Coordinate annotation records
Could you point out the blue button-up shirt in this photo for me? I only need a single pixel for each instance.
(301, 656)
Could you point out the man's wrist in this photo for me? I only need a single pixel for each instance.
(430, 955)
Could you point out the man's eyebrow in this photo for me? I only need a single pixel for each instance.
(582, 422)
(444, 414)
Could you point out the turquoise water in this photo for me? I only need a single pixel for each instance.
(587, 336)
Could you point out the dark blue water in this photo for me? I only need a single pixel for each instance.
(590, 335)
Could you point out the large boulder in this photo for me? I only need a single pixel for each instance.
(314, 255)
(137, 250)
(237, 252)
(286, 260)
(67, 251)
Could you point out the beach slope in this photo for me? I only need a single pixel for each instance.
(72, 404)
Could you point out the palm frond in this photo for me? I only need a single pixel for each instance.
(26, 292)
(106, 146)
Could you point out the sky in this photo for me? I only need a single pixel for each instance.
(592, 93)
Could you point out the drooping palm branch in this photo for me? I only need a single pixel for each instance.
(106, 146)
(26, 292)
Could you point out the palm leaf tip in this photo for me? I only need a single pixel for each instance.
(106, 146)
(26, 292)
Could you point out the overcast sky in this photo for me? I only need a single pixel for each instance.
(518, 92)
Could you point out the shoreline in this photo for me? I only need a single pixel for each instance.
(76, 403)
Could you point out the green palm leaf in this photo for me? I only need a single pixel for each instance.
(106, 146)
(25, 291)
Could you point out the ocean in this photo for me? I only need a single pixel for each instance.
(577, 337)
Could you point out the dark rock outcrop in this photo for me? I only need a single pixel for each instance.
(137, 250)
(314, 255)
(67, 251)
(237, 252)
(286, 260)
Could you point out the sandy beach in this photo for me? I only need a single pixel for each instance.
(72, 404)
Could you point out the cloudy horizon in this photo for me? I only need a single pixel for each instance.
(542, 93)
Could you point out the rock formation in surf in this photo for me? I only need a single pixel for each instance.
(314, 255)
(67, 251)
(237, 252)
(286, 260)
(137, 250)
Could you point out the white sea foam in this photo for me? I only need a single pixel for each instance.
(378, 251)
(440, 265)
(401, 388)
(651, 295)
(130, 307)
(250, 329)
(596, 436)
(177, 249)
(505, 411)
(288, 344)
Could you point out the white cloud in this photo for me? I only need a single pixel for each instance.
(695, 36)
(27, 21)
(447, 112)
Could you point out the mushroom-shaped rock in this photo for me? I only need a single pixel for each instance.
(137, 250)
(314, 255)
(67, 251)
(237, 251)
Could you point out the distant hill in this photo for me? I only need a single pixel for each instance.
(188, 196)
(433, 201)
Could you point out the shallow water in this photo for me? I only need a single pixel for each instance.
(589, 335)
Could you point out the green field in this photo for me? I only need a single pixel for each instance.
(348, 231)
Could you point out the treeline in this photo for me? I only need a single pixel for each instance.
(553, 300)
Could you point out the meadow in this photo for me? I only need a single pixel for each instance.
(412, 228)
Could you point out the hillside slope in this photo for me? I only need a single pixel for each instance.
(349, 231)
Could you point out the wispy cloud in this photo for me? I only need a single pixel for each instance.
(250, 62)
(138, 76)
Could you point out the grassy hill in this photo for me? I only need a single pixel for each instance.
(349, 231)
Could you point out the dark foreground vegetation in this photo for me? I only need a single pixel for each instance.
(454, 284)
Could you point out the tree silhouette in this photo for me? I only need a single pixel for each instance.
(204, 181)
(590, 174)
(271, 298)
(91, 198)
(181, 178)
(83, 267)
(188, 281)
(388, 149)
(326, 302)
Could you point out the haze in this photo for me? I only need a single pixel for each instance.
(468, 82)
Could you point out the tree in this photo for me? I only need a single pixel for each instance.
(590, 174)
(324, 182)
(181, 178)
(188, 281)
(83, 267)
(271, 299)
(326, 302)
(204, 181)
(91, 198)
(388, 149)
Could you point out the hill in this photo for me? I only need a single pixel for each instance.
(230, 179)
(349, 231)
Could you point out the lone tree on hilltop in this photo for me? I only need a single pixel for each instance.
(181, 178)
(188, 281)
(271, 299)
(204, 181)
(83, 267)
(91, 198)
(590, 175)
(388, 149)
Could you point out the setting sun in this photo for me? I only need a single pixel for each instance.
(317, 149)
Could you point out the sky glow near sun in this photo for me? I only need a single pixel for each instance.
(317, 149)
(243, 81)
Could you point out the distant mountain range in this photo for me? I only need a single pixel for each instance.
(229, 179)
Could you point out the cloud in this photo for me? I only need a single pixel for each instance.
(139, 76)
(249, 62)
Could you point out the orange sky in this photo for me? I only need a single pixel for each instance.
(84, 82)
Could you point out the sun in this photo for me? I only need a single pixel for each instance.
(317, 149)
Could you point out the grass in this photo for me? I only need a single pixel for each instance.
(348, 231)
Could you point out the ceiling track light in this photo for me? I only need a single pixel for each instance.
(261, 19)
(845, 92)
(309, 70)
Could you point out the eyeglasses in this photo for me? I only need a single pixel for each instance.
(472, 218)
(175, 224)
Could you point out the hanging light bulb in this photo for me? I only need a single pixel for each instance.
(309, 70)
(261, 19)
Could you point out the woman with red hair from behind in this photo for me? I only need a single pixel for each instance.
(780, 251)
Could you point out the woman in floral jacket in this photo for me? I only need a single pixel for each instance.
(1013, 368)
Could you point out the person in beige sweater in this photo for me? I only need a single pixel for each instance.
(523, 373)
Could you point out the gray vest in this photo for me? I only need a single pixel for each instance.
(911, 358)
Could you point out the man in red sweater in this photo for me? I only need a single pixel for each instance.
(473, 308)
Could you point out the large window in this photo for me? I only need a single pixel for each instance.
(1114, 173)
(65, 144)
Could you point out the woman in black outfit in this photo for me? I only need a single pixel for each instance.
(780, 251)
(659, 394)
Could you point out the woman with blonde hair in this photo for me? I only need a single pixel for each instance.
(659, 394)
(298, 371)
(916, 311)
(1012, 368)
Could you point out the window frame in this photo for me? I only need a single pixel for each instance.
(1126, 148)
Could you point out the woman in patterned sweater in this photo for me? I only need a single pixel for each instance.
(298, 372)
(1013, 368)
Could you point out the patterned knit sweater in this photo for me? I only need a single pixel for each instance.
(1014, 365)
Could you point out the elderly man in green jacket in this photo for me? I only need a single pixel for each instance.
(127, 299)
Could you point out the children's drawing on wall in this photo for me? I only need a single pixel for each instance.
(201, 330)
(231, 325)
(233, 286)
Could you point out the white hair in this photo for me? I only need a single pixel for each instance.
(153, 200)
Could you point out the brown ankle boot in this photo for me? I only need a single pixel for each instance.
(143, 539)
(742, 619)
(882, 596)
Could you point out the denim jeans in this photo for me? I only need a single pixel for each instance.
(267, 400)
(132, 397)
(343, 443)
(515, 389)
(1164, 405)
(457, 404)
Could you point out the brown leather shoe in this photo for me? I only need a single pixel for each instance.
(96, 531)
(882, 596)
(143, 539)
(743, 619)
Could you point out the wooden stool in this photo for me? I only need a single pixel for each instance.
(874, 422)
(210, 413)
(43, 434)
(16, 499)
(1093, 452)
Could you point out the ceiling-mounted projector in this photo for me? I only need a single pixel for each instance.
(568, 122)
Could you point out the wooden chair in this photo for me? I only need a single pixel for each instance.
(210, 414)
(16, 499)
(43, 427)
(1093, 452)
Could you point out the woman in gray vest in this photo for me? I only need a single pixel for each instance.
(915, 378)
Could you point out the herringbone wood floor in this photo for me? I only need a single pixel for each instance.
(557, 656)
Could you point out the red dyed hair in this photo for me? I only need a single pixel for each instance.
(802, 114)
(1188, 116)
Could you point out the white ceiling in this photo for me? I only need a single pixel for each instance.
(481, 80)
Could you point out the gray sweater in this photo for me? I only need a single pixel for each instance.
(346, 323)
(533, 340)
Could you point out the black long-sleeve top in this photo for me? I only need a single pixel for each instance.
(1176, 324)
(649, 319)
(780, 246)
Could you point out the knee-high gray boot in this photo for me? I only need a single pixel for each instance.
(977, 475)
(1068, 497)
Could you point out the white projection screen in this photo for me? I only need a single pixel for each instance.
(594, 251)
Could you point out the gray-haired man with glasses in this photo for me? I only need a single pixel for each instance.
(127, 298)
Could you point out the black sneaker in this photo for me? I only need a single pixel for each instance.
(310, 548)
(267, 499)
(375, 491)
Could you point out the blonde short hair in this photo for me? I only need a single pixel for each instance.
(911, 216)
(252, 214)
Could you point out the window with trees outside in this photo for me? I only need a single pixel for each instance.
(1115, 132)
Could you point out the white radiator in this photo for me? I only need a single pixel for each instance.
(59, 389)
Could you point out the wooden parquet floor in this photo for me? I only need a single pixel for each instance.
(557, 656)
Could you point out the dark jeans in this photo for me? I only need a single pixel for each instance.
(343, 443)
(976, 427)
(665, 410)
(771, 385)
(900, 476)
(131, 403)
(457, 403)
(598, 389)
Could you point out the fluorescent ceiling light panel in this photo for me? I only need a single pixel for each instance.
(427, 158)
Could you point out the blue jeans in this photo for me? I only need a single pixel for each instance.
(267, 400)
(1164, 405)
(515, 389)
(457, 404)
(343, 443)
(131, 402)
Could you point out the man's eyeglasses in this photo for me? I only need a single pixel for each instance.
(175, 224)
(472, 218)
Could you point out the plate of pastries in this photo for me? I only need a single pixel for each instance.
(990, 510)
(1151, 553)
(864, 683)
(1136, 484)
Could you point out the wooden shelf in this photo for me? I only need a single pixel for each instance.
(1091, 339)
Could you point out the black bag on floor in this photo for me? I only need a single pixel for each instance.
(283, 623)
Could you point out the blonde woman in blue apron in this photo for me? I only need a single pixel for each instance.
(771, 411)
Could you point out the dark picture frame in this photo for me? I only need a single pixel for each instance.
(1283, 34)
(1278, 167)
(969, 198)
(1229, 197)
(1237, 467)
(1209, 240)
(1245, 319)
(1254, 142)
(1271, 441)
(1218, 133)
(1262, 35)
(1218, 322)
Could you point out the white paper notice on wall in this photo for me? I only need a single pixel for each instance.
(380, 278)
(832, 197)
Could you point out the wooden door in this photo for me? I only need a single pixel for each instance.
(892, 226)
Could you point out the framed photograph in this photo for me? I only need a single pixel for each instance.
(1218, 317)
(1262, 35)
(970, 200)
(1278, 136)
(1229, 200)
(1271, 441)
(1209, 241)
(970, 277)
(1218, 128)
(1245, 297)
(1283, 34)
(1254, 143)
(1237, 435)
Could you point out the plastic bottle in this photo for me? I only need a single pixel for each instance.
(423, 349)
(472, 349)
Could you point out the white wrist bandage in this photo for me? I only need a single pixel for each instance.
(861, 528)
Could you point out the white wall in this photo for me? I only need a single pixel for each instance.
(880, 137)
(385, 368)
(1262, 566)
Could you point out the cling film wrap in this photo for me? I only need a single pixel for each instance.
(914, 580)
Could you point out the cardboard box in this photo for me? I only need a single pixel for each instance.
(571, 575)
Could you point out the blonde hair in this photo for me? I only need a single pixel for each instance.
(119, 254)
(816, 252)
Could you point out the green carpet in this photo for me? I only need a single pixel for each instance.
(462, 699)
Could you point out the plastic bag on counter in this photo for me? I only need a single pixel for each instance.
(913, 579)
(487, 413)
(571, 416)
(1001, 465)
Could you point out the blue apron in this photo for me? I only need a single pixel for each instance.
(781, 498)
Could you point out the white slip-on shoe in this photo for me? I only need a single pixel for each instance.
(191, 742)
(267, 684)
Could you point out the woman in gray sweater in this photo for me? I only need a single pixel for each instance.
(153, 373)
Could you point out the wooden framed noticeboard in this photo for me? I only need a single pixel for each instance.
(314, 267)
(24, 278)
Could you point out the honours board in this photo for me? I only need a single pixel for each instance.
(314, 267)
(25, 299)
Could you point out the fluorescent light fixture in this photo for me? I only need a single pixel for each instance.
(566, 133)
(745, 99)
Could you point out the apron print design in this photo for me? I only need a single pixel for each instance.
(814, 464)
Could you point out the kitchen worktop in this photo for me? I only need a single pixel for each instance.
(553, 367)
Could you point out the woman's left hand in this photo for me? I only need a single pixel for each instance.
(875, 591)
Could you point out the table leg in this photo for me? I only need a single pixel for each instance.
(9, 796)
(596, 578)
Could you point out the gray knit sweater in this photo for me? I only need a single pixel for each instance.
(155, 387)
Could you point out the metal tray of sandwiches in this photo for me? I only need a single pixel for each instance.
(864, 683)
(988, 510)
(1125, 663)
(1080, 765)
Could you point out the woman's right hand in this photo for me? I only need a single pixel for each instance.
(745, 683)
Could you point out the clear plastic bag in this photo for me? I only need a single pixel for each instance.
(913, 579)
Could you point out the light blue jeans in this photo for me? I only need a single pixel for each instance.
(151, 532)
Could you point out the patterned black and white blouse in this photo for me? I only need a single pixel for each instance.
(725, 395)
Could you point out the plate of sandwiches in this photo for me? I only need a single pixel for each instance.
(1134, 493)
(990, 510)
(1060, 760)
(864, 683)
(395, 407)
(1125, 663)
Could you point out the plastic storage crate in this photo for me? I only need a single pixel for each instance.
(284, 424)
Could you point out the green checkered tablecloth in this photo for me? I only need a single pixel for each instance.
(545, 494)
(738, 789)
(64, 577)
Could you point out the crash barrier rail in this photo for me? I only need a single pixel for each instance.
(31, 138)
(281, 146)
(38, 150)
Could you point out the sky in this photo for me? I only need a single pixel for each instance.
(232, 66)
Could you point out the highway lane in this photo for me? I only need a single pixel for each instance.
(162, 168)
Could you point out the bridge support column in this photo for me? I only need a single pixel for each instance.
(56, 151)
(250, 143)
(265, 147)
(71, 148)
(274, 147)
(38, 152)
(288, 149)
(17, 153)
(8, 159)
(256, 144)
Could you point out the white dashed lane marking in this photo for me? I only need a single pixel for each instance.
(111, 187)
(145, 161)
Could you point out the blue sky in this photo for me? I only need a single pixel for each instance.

# AIM OF THE TASK
Quote every line from the line containing "Could you point out the clear" through the closing line of the listing, including both.

# ANSWER BELOW
Could you point out the clear plastic bag in this photo for me? I only need a single pixel for each instance.
(913, 579)
Could you point out the light blue jeans in this photo for me? I only need a single pixel for each instance.
(151, 532)
Could you point out the patterned black and white blouse in this photo for me? I only need a single pixel for each instance.
(725, 395)
Could you point out the plate of sandwiches in this photo for me? I only need a single pixel for each instance.
(1134, 493)
(990, 510)
(1060, 760)
(864, 683)
(395, 407)
(1125, 663)
Could you point out the plastic storage crate in this photo for me? I only need a single pixel for each instance.
(284, 424)
Could you point out the green checkered tablecloth in this photo for me? I only need a single pixel for each instance.
(545, 494)
(738, 789)
(64, 577)
Could you point out the crash barrier rail in this photo for me? I only need a single pixel for each instance.
(31, 138)
(281, 146)
(38, 150)
Could you point out the sky in this photo for me? I only need a single pixel for each instance.
(232, 66)
Could you point out the highway lane in this photo for me? I only need a single pixel for each instance.
(162, 168)
Could you point out the bridge support column in this photo for me? I only need a single pixel for each instance.
(56, 151)
(250, 143)
(265, 147)
(71, 148)
(274, 147)
(38, 152)
(288, 149)
(17, 153)
(8, 159)
(256, 144)
Could you point out the white dashed lane marking in this photo for me? I only need a single pixel for each instance.
(111, 187)
(145, 161)
Could you point out the blue sky in this photo for me? I only need a single pixel for each instance.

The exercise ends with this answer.